**TO BE DONE**
Write out the full set of records below exactly.

Excerpts of pointing data
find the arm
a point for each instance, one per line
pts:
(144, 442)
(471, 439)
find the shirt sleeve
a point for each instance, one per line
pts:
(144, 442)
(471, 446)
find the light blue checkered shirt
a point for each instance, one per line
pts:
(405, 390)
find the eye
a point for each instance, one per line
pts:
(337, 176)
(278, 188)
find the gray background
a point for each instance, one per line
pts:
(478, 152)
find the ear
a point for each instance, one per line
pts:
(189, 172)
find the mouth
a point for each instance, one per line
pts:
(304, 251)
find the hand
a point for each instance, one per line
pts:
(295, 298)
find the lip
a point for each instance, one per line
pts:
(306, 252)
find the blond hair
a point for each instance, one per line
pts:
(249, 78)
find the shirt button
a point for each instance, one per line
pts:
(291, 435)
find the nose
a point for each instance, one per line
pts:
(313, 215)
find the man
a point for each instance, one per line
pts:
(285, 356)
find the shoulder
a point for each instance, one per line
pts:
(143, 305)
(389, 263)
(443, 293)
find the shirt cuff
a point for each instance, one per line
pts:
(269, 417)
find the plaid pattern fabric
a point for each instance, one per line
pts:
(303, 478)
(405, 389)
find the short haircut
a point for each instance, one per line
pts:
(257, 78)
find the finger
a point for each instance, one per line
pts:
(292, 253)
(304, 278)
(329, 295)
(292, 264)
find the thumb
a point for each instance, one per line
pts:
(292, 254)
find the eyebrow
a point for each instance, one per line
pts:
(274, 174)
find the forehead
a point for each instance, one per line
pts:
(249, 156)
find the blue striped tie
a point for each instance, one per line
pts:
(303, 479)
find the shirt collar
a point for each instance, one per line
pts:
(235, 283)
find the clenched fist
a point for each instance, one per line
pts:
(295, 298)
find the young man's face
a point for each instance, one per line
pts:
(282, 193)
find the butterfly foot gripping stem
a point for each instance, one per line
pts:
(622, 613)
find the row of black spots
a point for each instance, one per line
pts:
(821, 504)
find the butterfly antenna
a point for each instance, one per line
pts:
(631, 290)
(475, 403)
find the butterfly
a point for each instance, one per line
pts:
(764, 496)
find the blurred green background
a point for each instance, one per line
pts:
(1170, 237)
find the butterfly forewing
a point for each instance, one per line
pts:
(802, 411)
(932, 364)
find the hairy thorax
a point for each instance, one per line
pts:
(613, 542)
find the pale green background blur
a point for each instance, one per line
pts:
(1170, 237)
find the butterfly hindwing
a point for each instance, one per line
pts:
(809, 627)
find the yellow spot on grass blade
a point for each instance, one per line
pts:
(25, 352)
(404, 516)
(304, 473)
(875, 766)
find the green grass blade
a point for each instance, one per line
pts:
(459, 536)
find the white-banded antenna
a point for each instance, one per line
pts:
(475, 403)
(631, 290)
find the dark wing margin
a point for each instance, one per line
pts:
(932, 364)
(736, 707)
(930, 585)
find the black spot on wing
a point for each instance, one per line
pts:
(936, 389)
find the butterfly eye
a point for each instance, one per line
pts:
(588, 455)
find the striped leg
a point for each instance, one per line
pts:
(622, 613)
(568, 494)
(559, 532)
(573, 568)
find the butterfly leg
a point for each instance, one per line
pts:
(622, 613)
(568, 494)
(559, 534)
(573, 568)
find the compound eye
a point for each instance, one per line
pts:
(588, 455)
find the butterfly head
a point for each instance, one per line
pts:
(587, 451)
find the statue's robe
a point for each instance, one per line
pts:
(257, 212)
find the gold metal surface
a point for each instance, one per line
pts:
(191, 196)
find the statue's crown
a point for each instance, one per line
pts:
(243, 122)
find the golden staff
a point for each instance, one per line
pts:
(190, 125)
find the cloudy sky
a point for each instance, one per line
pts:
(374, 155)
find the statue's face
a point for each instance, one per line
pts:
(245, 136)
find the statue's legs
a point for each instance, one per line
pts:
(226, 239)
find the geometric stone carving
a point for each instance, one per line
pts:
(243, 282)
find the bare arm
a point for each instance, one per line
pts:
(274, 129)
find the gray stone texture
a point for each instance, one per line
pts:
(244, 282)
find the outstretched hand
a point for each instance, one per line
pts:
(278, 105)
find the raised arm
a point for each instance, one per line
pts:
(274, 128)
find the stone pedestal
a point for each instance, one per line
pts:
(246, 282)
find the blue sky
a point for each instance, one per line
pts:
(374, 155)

**COMPLETE RESPONSE**
find the arm
a point for each instance, one per line
pts:
(144, 442)
(471, 439)
find the shirt sleeve
a point for each instance, one per line
pts:
(144, 442)
(471, 446)
find the light blue checkered shirt
a point for each instance, one per line
pts:
(405, 390)
find the eye
a point for each instance, one per line
pts:
(337, 176)
(278, 188)
find the gray background
a point for each instance, one per line
pts:
(478, 152)
find the ear
a point for each instance, one per line
pts:
(189, 172)
find the mouth
a point for each instance, one per line
pts:
(304, 251)
find the hand
a point for each instance, one per line
pts:
(295, 298)
find the lip
a point for each instance, one per line
pts:
(306, 252)
find the blond hair
a point for each instance, one per line
pts:
(249, 78)
find the shirt button
a point for each instance, one per line
pts:
(291, 435)
find the nose
a point for each instance, one per line
pts:
(313, 215)
find the man
a point for each instance, one per line
pts:
(285, 356)
find the shoulder
a point for each instance, one per line
pts:
(143, 305)
(389, 263)
(443, 293)
find the shirt cuff
a point for each instance, one per line
pts:
(269, 417)
find the plaid pattern fabric
a point for each instance, one per line
pts:
(303, 478)
(405, 389)
find the short haircut
a point for each instance, one per line
pts:
(257, 78)
find the finger
a point for each instance, one per line
pts:
(292, 253)
(304, 278)
(329, 295)
(292, 264)
find the thumb
a point for each instance, one per line
pts:
(292, 254)
find the eyebrow
a point for each instance, one per line
pts:
(274, 174)
find the forehead
a point for each instance, one per line
pts:
(249, 156)
find the blue striped tie
a point for each instance, one per line
pts:
(303, 479)
find the shirt collar
a point for each instance, one per line
pts:
(235, 283)
find the clenched fist
a point for each instance, one per line
pts:
(295, 298)
find the young man's face
a point for each instance, one per line
pts:
(282, 193)
find the butterfly foot gripping stem
a point for each instance, one per line
pts:
(622, 613)
find the row of black spots
a point for each instance, one per line
pts:
(821, 504)
find the butterfly antenna
a point for each instance, one per line
pts:
(631, 290)
(475, 403)
find the butterfly
a point for each instance, one per line
pts:
(764, 496)
find the blurred green background
a point for each instance, one per line
pts:
(1170, 237)
find the butterfly forewing
a point for each instance, one per line
pts:
(802, 411)
(932, 364)
find the hairy thorax
a point for each instance, one per line
pts:
(613, 542)
find the pale green background blur
a point for each instance, one per line
pts:
(1170, 237)
find the butterfly hindwing
a point for each instance, one per line
pts:
(809, 627)
find the yellow spot on grass blade
a point for each instance, one per line
pts:
(25, 352)
(404, 516)
(304, 473)
(875, 766)
find the green grass blade
a point for each instance, one per line
pts:
(459, 536)
find the white-banded antenna
a point for each instance, one per line
pts:
(475, 403)
(631, 290)
find the dark wing margin
a point for each instance, one per line
pts:
(932, 364)
(736, 707)
(930, 585)
find the black spot on wing
a point for each instance, one per line
pts:
(936, 389)
find the butterfly eye
a point for each instance, one per line
pts:
(588, 455)
find the striped leg
a point for each instance, one per line
pts:
(622, 613)
(568, 494)
(559, 532)
(573, 568)
find the butterfly leg
a point for each instance, one per line
pts:
(622, 613)
(568, 494)
(559, 534)
(573, 568)
find the compound eye
a point for each instance, one per line
pts:
(588, 455)
find the butterfly head
a point for each instance, one per line
pts:
(587, 451)
find the statue's robe
a point for each instance, one per line
pts:
(257, 212)
find the gold metal surface
a point for each instance, one per line
pts:
(191, 196)
find the statue's crown
a point for each instance, one per line
pts:
(243, 122)
find the golden staff
a point for each instance, one per line
pts:
(190, 125)
find the cloudy sky
a point for each instance, one per line
pts:
(374, 155)
find the statue's face
a point for each instance, one per line
pts:
(245, 136)
find the statue's legs
a point for each instance, one per line
pts:
(226, 239)
find the geometric stone carving
a point for each instance, one per line
pts:
(243, 282)
find the bare arm
a point for each instance, one per line
pts:
(274, 129)
find the gray stone texture
a point for each instance, one per line
pts:
(244, 282)
find the outstretched hand
a point for each instance, one per line
pts:
(278, 105)
find the raised arm
a point for each instance, one per line
pts:
(274, 128)
find the stone pedestal
a point for each instance, one per line
pts:
(246, 282)
find the blue sky
a point for each instance, one per line
pts:
(374, 155)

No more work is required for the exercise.